====== GIVEN INFORMATION

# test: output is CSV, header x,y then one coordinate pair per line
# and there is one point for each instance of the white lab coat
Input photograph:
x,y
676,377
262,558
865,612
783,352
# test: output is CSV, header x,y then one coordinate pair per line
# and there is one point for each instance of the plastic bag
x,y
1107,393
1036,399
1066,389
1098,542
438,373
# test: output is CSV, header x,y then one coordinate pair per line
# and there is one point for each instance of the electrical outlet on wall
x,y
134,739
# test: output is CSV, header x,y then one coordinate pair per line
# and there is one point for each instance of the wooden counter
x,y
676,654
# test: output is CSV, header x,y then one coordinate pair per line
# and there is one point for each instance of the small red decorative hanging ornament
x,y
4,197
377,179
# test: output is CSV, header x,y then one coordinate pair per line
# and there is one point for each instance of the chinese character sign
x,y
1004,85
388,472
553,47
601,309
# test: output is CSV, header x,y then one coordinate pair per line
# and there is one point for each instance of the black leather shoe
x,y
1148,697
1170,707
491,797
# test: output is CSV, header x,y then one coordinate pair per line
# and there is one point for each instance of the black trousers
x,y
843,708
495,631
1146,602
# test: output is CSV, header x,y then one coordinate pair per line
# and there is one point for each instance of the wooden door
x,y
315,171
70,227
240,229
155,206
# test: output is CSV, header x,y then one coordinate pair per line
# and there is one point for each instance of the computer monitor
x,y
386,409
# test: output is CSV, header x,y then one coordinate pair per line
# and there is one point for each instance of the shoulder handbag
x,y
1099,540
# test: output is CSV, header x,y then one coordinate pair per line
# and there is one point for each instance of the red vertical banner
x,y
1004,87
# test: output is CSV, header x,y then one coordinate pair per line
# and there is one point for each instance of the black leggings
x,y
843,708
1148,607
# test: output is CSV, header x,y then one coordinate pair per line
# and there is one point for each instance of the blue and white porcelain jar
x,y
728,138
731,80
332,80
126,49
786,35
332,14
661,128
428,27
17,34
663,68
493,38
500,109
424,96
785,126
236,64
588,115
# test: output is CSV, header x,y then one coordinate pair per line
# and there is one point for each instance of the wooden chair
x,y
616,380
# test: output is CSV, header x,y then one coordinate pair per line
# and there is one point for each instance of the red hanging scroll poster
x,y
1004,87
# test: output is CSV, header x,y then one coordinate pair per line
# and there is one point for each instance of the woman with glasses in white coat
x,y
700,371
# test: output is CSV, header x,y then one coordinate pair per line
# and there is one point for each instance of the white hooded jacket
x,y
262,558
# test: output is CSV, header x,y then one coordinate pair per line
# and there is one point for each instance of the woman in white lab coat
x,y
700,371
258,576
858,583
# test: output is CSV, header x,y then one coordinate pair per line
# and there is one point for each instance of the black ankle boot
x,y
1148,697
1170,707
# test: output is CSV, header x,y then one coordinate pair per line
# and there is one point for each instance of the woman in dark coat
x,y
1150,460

============

WORK ORDER
Please print out every record exactly as it is written.

FINAL ANSWER
# test: output is CSV, header x,y then one coordinate pair per line
# and there is one point for each instance of the white lab coat
Input photograph:
x,y
676,377
262,558
865,612
783,352
# test: output is CSV, header x,y then one coordinate pair per line
# and there is one point for each instance of the plastic bag
x,y
1107,393
1036,399
1066,389
1098,542
438,373
# test: output is CSV, header x,y then one coordinate pair per line
# and there is one point for each instance of the electrical outlet on wall
x,y
134,739
# test: output is CSV, header x,y then one coordinate pair per line
# and there is one point for each instance of the wooden counter
x,y
676,654
# test: output is CSV, header x,y then one coordinate pair per line
# and there is one point for each instance of the small red decorative hanging ornament
x,y
4,197
377,179
# test: output is CSV, header x,y then one coordinate pair per line
# and there is one point for each instance of the chinese character sign
x,y
1004,85
388,472
553,47
601,309
# test: output is CSV, header x,y then one coordinate pair per line
# and there is one point for each instance of the black leather shoe
x,y
1148,697
1170,707
491,797
# test: output is CSV, header x,y then one coordinate pair per line
# and there is one point for each instance of the black trousers
x,y
843,708
495,631
1146,602
# test: output is CSV, header x,y then one coordinate pair per line
# and there is one point for each instance of the wooden door
x,y
315,171
70,227
240,229
155,206
# test: output is CSV, header x,y then one coordinate pair per line
# and there is one point for each instance of the computer monitor
x,y
386,409
# test: output is CSV, header x,y then one coordinate pair per line
# and there is one point for each instance of the shoulder handbag
x,y
1099,540
# test: output is CSV, header x,y then one coordinate pair per line
# and there is one point for each instance of the red vertical banner
x,y
1004,87
# test: output is CSV, header x,y then one coordinate pair per line
# and there is one point for each instance of the black leggings
x,y
843,708
1148,607
# test: output is CSV, header x,y then one coordinate pair per line
# and there is one point for each instance of the blue and white porcelain jar
x,y
728,138
731,80
332,80
126,49
786,35
332,14
661,128
428,27
17,34
663,68
493,38
500,109
424,96
785,126
236,64
588,115
# test: output is CSV, header x,y then one coordinate pair per line
# and there is one point for each instance of the wooden chair
x,y
616,380
# test: output is CSV, header x,y then one coordinate pair per line
# and there is one point for each instance of the red hanging scroll poster
x,y
1004,87
# test: output is CSV, header x,y then one coordinate pair per line
# and there is one point for each instance of the woman with glasses in white coat
x,y
700,371
# test: output is CSV, header x,y then one coordinate pair per line
# and there is one point for each instance of the white hooded jacket
x,y
262,558
# test: output is CSV, header x,y then one coordinate pair per line
# and there is one point for each instance of the woman in white lab coat
x,y
700,371
258,576
858,583
# test: output is CSV, header x,y then one coordinate pair per line
# and there is one point for each instance of the black ankle boot
x,y
1148,697
1170,707
# test: output is CSV, header x,y then one coordinate pair per line
# and there is one point for each instance of the woman in dark coat
x,y
1150,460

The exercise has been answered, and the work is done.